What the task requires.
Reproduce every line of the material below verbatim, omitting the picture.

Records of labeled points:

════

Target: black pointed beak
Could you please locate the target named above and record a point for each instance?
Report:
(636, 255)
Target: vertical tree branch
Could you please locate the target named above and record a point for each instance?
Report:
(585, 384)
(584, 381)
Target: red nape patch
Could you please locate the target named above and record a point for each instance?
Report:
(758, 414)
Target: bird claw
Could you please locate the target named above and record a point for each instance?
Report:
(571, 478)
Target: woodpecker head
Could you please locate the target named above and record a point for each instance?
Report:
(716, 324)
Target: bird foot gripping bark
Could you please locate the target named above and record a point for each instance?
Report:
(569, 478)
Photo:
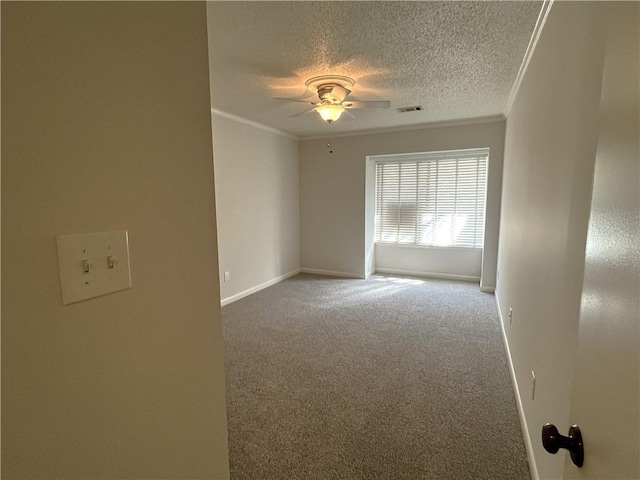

════

Solution for this exercise.
Target: black pointed beak
Could you please locate the target named above and record a point for each instance?
Report:
(636, 255)
Target: vertical tree branch
Could you please locate the target named above and record a point for each instance?
Report:
(585, 384)
(584, 381)
Target: red nape patch
Could you please locate the target named above and record a point for each instance?
Report:
(758, 414)
Target: bird claw
Could you please locate the target named above and record a point for each instance?
Report:
(571, 478)
Target: woodpecker head
Could you please locate the target named above and record a point for each instance?
Report:
(716, 324)
Target: bird foot gripping bark
Could you please locate the target named above and record a point for each instance?
Report:
(569, 478)
Photo:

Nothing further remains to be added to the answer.